=== TRY IT ===
All lines from the one containing "Query: red hair ornament" to the end of the data below are to be returned exactly, both ends included, with nothing added.

=== INFORMATION SUPPLIED ===
[Start of section]

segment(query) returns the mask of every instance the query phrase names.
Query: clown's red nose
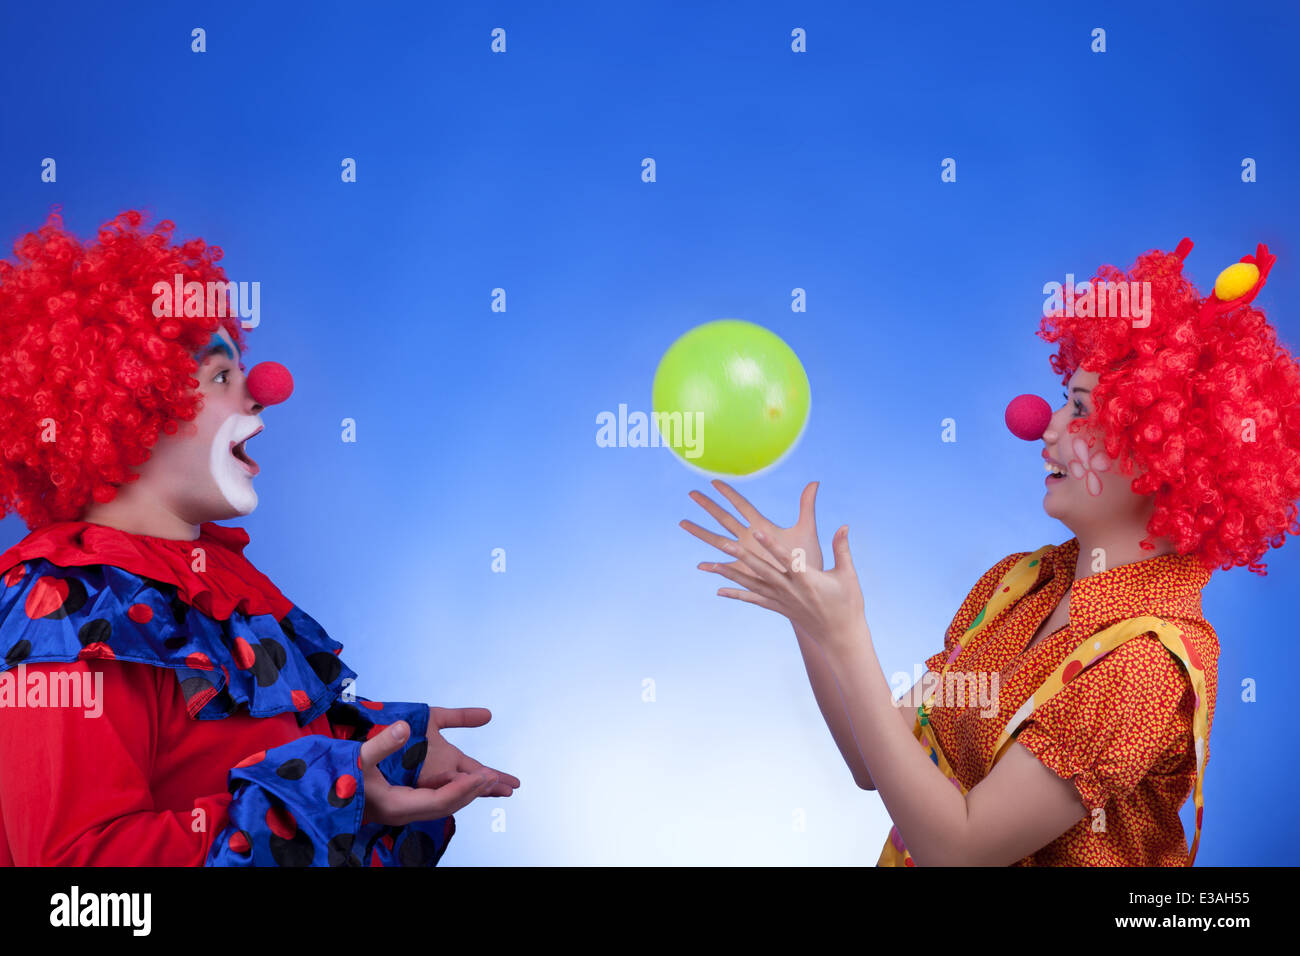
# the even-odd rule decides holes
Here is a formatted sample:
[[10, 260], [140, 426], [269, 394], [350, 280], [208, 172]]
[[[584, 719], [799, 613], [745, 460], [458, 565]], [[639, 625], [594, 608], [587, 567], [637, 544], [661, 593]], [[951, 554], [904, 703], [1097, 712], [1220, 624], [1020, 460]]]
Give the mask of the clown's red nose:
[[258, 362], [248, 373], [248, 392], [259, 405], [279, 405], [293, 394], [293, 376], [279, 362]]
[[1052, 407], [1037, 395], [1017, 395], [1007, 405], [1007, 428], [1025, 441], [1037, 441], [1052, 421]]

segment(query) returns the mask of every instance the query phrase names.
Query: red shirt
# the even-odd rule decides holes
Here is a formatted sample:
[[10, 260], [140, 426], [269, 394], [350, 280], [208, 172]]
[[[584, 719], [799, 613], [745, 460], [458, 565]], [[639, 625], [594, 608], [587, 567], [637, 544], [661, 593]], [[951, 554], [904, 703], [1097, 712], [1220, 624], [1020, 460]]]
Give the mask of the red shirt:
[[[222, 865], [231, 859], [246, 865], [249, 834], [243, 827], [263, 836], [269, 828], [292, 843], [301, 834], [289, 807], [321, 825], [332, 820], [329, 808], [301, 802], [301, 787], [282, 789], [281, 783], [298, 780], [301, 771], [277, 776], [290, 764], [266, 770], [264, 752], [314, 735], [368, 739], [396, 719], [411, 724], [411, 737], [380, 769], [390, 784], [416, 785], [428, 707], [357, 698], [337, 715], [327, 714], [326, 706], [341, 700], [325, 696], [339, 693], [344, 676], [341, 665], [330, 666], [339, 645], [300, 612], [293, 611], [298, 616], [291, 619], [292, 602], [243, 556], [247, 543], [242, 529], [212, 524], [203, 525], [195, 541], [174, 541], [62, 522], [33, 532], [0, 556], [5, 605], [0, 624], [9, 629], [6, 669], [0, 670], [0, 864], [202, 866], [229, 828], [229, 844], [216, 848]], [[50, 565], [87, 568], [95, 573], [85, 580], [99, 583], [88, 591], [76, 574], [51, 574]], [[47, 570], [29, 572], [41, 566]], [[120, 570], [110, 576], [100, 573], [104, 569]], [[175, 605], [169, 610], [155, 585], [174, 586], [174, 600], [193, 610], [178, 612]], [[198, 631], [179, 624], [167, 629], [169, 614], [183, 613], [192, 624], [195, 612], [210, 621], [233, 623], [236, 614], [244, 622], [256, 620], [260, 636], [245, 641], [221, 637], [219, 630], [212, 636], [210, 623]], [[305, 637], [296, 628], [308, 623], [314, 630]], [[245, 624], [240, 628], [252, 634]], [[200, 633], [205, 636], [197, 637]], [[180, 649], [168, 650], [173, 641], [181, 642], [174, 645]], [[200, 651], [188, 649], [195, 641], [202, 642]], [[184, 668], [198, 670], [178, 669], [177, 658]], [[210, 675], [211, 681], [195, 674]], [[324, 683], [311, 683], [312, 674]], [[28, 688], [34, 682], [53, 688], [56, 675], [98, 684], [98, 699], [83, 695], [78, 706], [67, 706], [67, 700], [54, 706], [51, 693], [43, 706], [19, 705], [41, 703], [29, 701]], [[238, 686], [231, 683], [235, 679]], [[231, 692], [238, 701], [233, 708]], [[198, 719], [209, 702], [208, 710], [223, 704], [221, 695], [224, 716]], [[252, 716], [250, 707], [261, 716]], [[317, 716], [308, 719], [307, 711]], [[337, 723], [331, 724], [331, 716]], [[306, 721], [301, 726], [300, 717]], [[335, 753], [331, 760], [343, 754], [337, 748], [301, 749], [311, 755], [317, 773], [328, 763], [320, 762], [321, 754]], [[329, 767], [341, 772], [339, 786], [348, 781], [355, 786], [359, 774], [353, 764], [349, 754], [346, 766]], [[252, 805], [237, 802], [229, 792], [232, 768], [249, 768], [239, 771], [243, 776], [256, 770], [265, 781], [272, 808], [265, 820], [260, 810], [242, 824], [232, 820], [232, 813], [247, 817]], [[337, 796], [334, 808], [346, 820], [352, 794]], [[300, 802], [294, 804], [295, 799]], [[360, 823], [360, 808], [354, 820]], [[379, 841], [371, 865], [436, 865], [454, 828], [450, 816], [404, 828], [366, 825]], [[346, 827], [326, 835], [330, 865], [346, 865], [349, 853], [355, 859], [355, 852], [364, 852], [361, 844], [355, 851], [351, 844], [344, 850], [334, 846], [349, 836]], [[321, 858], [315, 849], [310, 852]], [[301, 858], [300, 852], [284, 857], [289, 865], [301, 865]]]
[[194, 720], [175, 675], [149, 664], [26, 667], [29, 677], [36, 671], [102, 677], [102, 712], [5, 708], [3, 866], [202, 866], [228, 822], [231, 767], [306, 734], [333, 736], [324, 716], [302, 728], [289, 713], [254, 718], [240, 710], [222, 720]]

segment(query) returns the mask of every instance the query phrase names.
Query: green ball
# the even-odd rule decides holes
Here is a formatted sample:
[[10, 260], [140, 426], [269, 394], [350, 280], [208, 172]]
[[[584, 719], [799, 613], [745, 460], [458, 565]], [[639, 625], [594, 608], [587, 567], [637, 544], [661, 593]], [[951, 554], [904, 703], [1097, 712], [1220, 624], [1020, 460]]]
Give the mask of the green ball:
[[687, 464], [722, 475], [750, 475], [779, 459], [803, 432], [812, 403], [790, 346], [740, 319], [697, 326], [669, 346], [651, 392], [660, 442]]

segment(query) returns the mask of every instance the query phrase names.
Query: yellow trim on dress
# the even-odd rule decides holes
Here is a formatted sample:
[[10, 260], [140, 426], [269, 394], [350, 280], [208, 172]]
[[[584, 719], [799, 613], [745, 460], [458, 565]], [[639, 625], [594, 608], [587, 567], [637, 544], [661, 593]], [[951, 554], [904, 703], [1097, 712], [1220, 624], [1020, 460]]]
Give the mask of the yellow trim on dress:
[[[1052, 550], [1052, 547], [1052, 545], [1045, 545], [1032, 554], [1025, 555], [998, 582], [993, 591], [993, 597], [989, 599], [984, 610], [980, 611], [979, 616], [971, 623], [966, 633], [961, 636], [958, 646], [949, 653], [948, 660], [944, 663], [943, 670], [940, 671], [939, 686], [943, 686], [942, 677], [948, 672], [948, 668], [952, 666], [953, 661], [957, 659], [962, 648], [966, 647], [971, 639], [983, 630], [985, 624], [996, 618], [1009, 604], [1018, 601], [1024, 596], [1025, 592], [1038, 580], [1038, 565], [1047, 553]], [[1133, 617], [1098, 631], [1080, 642], [1079, 646], [1070, 653], [1070, 656], [1061, 662], [1060, 666], [1043, 682], [1042, 686], [1034, 691], [1021, 705], [1020, 709], [1012, 715], [1006, 728], [1003, 729], [994, 743], [993, 759], [985, 768], [980, 779], [987, 777], [989, 771], [1002, 759], [1002, 755], [1006, 753], [1007, 747], [1012, 743], [1012, 734], [1022, 723], [1029, 719], [1035, 709], [1056, 696], [1067, 683], [1077, 678], [1098, 659], [1109, 654], [1130, 638], [1142, 634], [1154, 634], [1160, 643], [1182, 662], [1183, 668], [1191, 679], [1192, 690], [1196, 694], [1196, 713], [1192, 719], [1192, 730], [1196, 740], [1196, 785], [1192, 790], [1192, 800], [1196, 806], [1196, 835], [1192, 839], [1192, 847], [1187, 857], [1187, 866], [1191, 866], [1196, 859], [1196, 850], [1201, 842], [1201, 816], [1204, 810], [1201, 798], [1201, 782], [1205, 776], [1205, 742], [1209, 737], [1209, 702], [1205, 695], [1205, 674], [1201, 668], [1192, 663], [1191, 656], [1187, 652], [1186, 639], [1183, 637], [1182, 630], [1169, 621], [1150, 615]], [[926, 756], [934, 761], [935, 765], [951, 781], [953, 786], [965, 794], [967, 790], [961, 785], [957, 775], [953, 773], [947, 757], [944, 756], [943, 750], [939, 746], [934, 727], [930, 723], [932, 704], [933, 698], [916, 709], [916, 720], [912, 725], [912, 736], [925, 748]], [[880, 859], [876, 861], [876, 866], [915, 865], [911, 853], [903, 844], [903, 838], [898, 832], [898, 827], [890, 827], [889, 836], [885, 840], [884, 849], [880, 851]]]

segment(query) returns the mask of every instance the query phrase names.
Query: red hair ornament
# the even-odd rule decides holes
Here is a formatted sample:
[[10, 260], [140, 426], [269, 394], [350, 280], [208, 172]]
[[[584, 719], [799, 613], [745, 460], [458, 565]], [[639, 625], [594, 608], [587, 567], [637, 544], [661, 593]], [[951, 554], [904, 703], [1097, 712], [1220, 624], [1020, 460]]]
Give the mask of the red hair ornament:
[[[1180, 262], [1185, 262], [1191, 251], [1192, 240], [1184, 237], [1174, 250], [1174, 255]], [[1220, 272], [1214, 280], [1214, 290], [1201, 305], [1199, 321], [1202, 327], [1225, 312], [1249, 305], [1259, 290], [1264, 288], [1269, 270], [1276, 261], [1277, 256], [1270, 253], [1268, 246], [1261, 242], [1253, 256], [1242, 256], [1240, 262], [1234, 262]], [[1017, 395], [1007, 404], [1005, 419], [1011, 434], [1025, 441], [1037, 441], [1047, 431], [1052, 409], [1037, 395]]]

[End of section]

=== SOLVED EXERCISE ===
Query: red hair ornament
# the even-odd rule decides holes
Here is a formatted sample:
[[10, 260], [140, 426], [269, 394], [350, 280], [208, 172]]
[[[584, 719], [799, 613], [745, 460], [458, 565]], [[639, 625], [594, 608], [587, 567], [637, 544], [661, 593]], [[951, 554], [904, 703], [1097, 712], [1220, 624], [1020, 460]]]
Give the mask of the red hair ornament:
[[[1180, 262], [1185, 262], [1191, 251], [1192, 240], [1184, 237], [1174, 250], [1174, 255]], [[1220, 272], [1214, 280], [1214, 290], [1201, 305], [1199, 321], [1202, 327], [1225, 312], [1249, 305], [1259, 290], [1264, 288], [1269, 270], [1276, 261], [1277, 256], [1270, 253], [1268, 246], [1261, 242], [1253, 256], [1242, 256], [1240, 262], [1234, 262]], [[1017, 395], [1007, 404], [1005, 419], [1011, 434], [1025, 441], [1037, 441], [1047, 431], [1052, 409], [1037, 395]]]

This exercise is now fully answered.